▶ [EXERCISE DETAILS] Reproduce the entries below word for word, from the line containing "Can you locate the scarf" through the end of the entries, both ends included.

--- Start of DATA FOR PROCESSING ---

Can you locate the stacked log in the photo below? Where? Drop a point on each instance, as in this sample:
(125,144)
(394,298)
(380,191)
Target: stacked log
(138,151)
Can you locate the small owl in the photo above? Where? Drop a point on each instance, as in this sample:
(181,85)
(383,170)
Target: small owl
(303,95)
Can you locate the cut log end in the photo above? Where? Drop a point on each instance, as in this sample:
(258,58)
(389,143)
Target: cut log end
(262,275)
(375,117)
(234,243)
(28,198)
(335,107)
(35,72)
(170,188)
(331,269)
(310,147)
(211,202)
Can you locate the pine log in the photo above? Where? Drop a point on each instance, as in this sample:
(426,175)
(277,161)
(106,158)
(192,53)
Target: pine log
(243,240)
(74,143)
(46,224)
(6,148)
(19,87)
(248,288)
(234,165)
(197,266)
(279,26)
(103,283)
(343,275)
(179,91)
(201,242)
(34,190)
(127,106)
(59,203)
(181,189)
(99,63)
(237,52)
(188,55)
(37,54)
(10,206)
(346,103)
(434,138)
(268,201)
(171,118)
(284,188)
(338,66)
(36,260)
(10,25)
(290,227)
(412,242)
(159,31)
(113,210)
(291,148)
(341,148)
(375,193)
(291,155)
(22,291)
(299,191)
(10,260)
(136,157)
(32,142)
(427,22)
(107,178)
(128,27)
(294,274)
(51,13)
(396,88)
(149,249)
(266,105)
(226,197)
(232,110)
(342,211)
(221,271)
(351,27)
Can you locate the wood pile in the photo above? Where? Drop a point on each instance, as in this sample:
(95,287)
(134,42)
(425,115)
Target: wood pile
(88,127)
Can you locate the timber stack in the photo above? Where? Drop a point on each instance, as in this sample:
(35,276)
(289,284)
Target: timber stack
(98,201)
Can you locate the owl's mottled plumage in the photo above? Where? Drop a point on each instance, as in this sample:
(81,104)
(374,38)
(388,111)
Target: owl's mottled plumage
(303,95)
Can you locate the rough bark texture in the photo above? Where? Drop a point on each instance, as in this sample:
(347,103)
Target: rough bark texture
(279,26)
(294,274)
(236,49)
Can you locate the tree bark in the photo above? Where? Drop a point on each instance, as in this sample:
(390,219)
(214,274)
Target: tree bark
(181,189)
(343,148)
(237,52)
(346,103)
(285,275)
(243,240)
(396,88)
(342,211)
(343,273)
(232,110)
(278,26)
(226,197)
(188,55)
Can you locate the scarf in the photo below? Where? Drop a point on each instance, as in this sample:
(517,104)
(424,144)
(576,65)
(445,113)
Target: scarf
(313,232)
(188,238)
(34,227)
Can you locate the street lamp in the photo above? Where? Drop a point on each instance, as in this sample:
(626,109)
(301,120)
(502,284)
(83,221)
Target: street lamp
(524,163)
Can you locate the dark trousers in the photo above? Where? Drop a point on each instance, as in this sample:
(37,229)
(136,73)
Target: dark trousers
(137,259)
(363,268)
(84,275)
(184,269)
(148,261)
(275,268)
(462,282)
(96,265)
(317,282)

--- End of DATA FOR PROCESSING ---

▶ [FINAL RESULT]
Can you locate the scarf in the photo below? Where? Drop a point on each instance, as in this sample:
(517,104)
(424,144)
(576,65)
(445,113)
Target: scarf
(313,232)
(188,238)
(34,227)
Can you locate the street lamp in the photo above? Where? Drop a point on each instance, as in this sample:
(626,109)
(301,120)
(502,284)
(83,221)
Target: street lamp
(524,163)
Can you locate the dark trousers in the photo above? Where? Drop a point on each instance, as in this sample:
(37,229)
(136,73)
Target: dark trousers
(137,259)
(363,268)
(84,275)
(184,269)
(148,261)
(275,268)
(462,282)
(96,265)
(317,282)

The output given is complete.